⟨

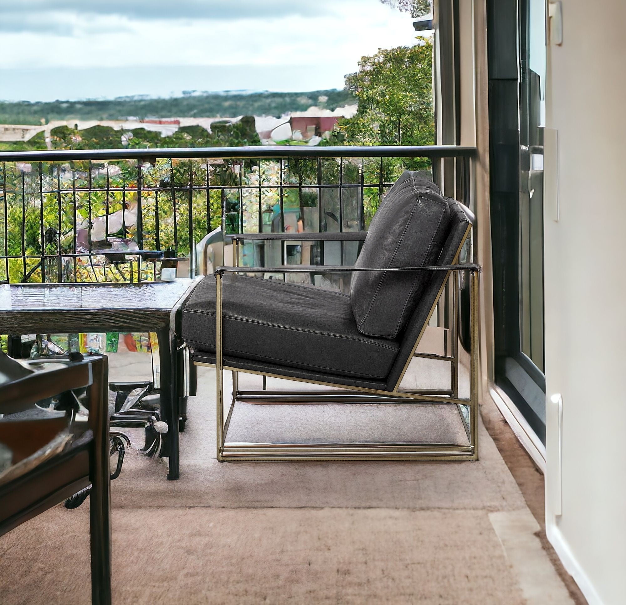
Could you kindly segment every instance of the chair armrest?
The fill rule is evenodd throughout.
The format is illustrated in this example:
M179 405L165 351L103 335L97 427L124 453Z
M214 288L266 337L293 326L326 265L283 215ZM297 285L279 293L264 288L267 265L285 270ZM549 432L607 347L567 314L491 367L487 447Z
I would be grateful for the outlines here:
M473 262L458 265L437 265L434 267L360 267L349 266L292 265L282 267L218 267L214 275L223 273L351 273L352 271L481 271L482 267Z
M362 242L367 231L343 231L341 233L238 233L230 235L233 242L249 239L280 240L288 242Z
M39 361L39 360L38 360ZM93 357L80 361L69 361L56 356L43 358L41 362L56 361L64 368L43 369L16 380L0 385L0 414L14 414L28 409L34 403L66 391L89 386L92 383ZM19 363L19 362L16 362Z

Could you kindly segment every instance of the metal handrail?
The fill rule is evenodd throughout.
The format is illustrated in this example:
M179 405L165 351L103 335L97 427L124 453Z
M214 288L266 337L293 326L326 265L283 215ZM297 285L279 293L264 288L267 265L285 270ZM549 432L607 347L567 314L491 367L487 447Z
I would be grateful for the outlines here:
M433 145L256 145L244 147L180 147L156 149L64 149L0 152L0 162L63 162L71 160L130 160L155 158L351 158L472 157L475 147Z

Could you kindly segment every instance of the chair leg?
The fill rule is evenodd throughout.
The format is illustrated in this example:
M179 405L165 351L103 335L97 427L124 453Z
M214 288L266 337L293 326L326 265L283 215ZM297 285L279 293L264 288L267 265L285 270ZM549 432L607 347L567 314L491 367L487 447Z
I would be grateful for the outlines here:
M90 535L91 550L91 602L111 604L111 469L109 449L107 361L93 365L90 387L91 450Z
M195 397L198 394L198 368L189 360L189 395Z

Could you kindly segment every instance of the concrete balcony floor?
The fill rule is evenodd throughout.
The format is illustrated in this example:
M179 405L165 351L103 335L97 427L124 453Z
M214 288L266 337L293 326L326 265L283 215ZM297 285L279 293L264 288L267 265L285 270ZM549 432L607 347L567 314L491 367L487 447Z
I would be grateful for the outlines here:
M149 376L150 363L146 354L113 354L110 379ZM445 384L449 366L428 363L409 380ZM483 422L476 462L220 463L214 370L198 368L198 392L181 436L180 478L166 480L163 462L130 450L111 484L114 603L580 602L527 505L537 509L542 495L525 500ZM512 451L491 405L485 421L499 423L498 442ZM262 432L254 423L267 406L250 407L242 430ZM458 419L454 406L439 407ZM426 414L415 427L441 430L442 418ZM133 437L143 445L140 432ZM531 490L538 473L527 459L516 468ZM0 539L0 602L89 602L88 507L58 507Z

⟩

### Work to be completed
Tally the lines in the entries above that contain the word "Could" and give only the total.

### Answer in full
4